» **Passage cité**
Il est surprenant qu’une grande partie des constructeurs de systèmes robotisés n’utilisent pas des architectures standardisées et redéveloppent leurs robots depuis le début. Ne pourrait-on pas imaginer une logique plus industrielle (qui fera baisser les coûts) avec des briques modulaires (vecteur mobile avec roues, batteries..) ? Les entreprises qui développent des services numériques à base de drone utilisent par exemple principalement les drones du marché et ne redéveloppent pas leur propre drone à chaque fois.

Les segments sur lesquels interviennent les robots ne sont pas toujours clairs (même pour les roboticiens) et il y a un manque flagrant de cartographie de la maturité et des segments robotique. Pour quelle culture, variété, stade phénologique, ou encore contexte agricole chaque robot est-il mûr ? Où en est la solution actuellement et jusqu’à où peut-elle aller ? Certains constructeurs pourraient y voir ici un risque de concurrence, surement à tort d’ailleurs, mais cette cartographie permettrait à la filière agricole d’y voir beaucoup plus clair.

De manière générale, puisque les investissements agricoles sont planifiés avec de longues périodes d’amortissement, il est nécessaire de démontrer très pragmatiquement que les solutions robotiques offrent effectivement un rapport coût-bénéfice satisfaisant (ce qui permettra aussi de ne plus dépendre de subventions et d’offrir plus d’indépendance aux acteurs agricoles). La majorité des études de la littérature scientifique ont su trouver des scénarios dans lesquels les technologies d’automatisation et de robotique étaient rentables. Rajoutons quand même que la diversité des résultats concernant les marges, les rendements et la rentabilité ne permet pas de tirer des conclusions générales évidentes. Néanmoins, force est de constater que la plupart de ces études ont seulement considéré les coûts et les revenus directement modifiés par l’introduction de l’automatisation ou de la robotique, en supposant que tout le reste était constant. En simplifiant à outrance, on manque à voir l’implantation du robot dans un sytème agricole beaucoup plus large et ses implications sur autant de paramètres que les changements dans les systèmes de culture, la valeur des données que les robots pourraient recueillir pendant qu’ils effectuent d’autres tâches (même si c’est difficile à mesurer), les impacts régionaux et nationaux sur les marchés, le commerce, ou encore sur la demande de main-d’œuvre (Lowenberg-Boer et al., 2021). Peut-être faut-il également commencer à réfléchir à des modèles économiques qui ne sont pas organisés autour de l’agriculteur ? Pourrait-on imaginer des robots intervenant sur des bandes enherbées dans le cadre de la directive sur la non-exposition des riverains ou sur des dispositifs de végétalisation, avec un modèle économique où le robot ne dépend pas que de l’agriculteur mais par exemple d’un financement territorial local pour protéger de riverains, une zone de captage d’eau ou un site sensible touristique ? Cumulées, ces surfaces sont loin d’être négligeables et pourraient permettre d’atteindre des effets d’échelles de façon assez différente à ce qui est proposé aujourd’hui.

» **Objet de la tâche**
Pouvez-vous recopier à l'identique, dans le passage ci-dessus sur la robotique agricole, tout ce qui va de « Les segments sur » jusqu'à « beaucoup plus clair. » ?

» **Données**
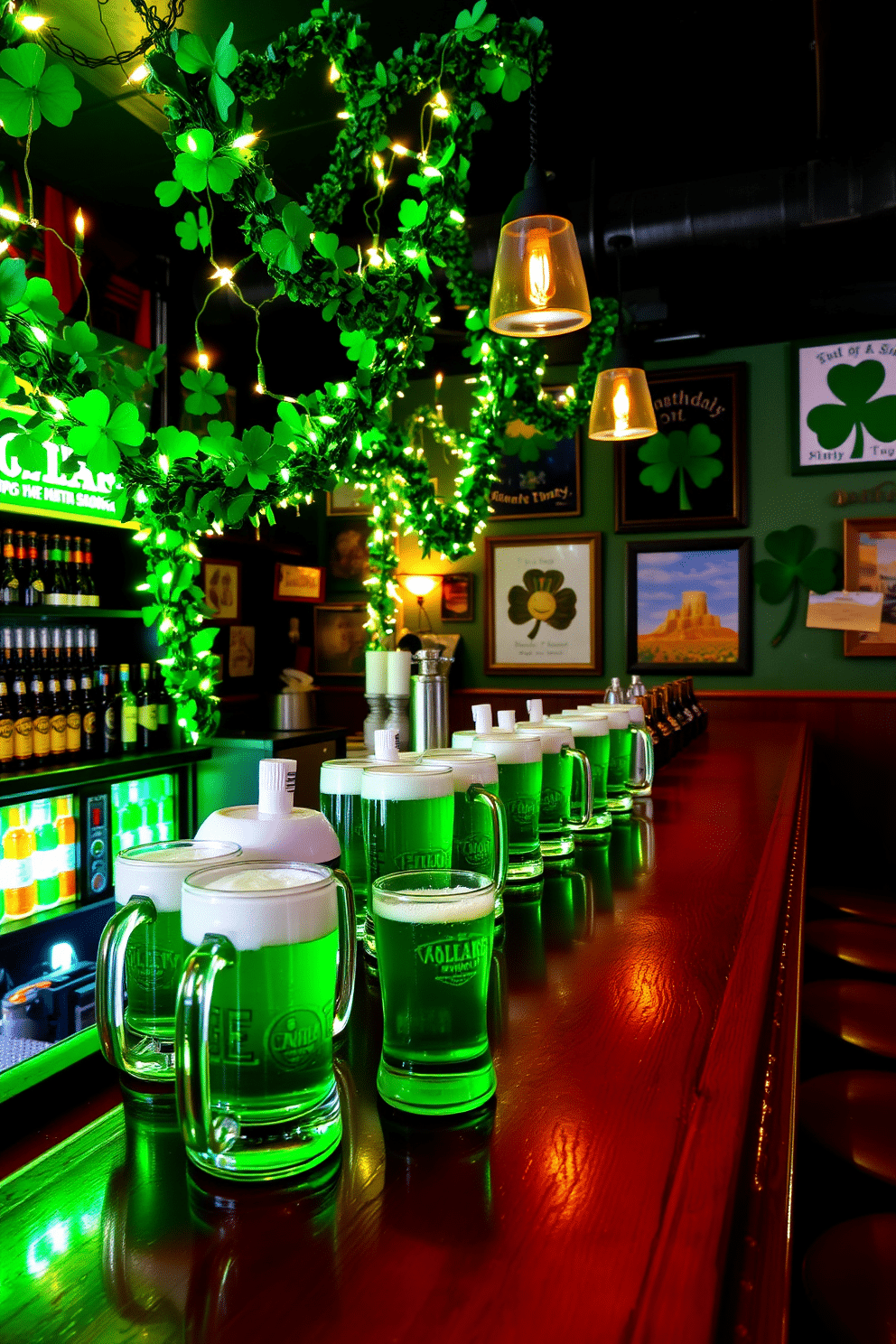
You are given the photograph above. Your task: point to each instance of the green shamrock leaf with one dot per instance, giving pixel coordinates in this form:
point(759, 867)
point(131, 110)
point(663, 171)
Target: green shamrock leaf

» **Réponse rédigée**
Les segments sur lesquels interviennent les robots ne sont pas toujours clairs (même pour les roboticiens) et il y a un manque flagrant de cartographie de la maturité et des segments robotique. Pour quelle culture, variété, stade phénologique, ou encore contexte agricole chaque robot est-il mûr ? Où en est la solution actuellement et jusqu’à où peut-elle aller ? Certains constructeurs pourraient y voir ici un risque de concurrence, surement à tort d’ailleurs, mais cette cartographie permettrait à la filière agricole d’y voir beaucoup plus clair.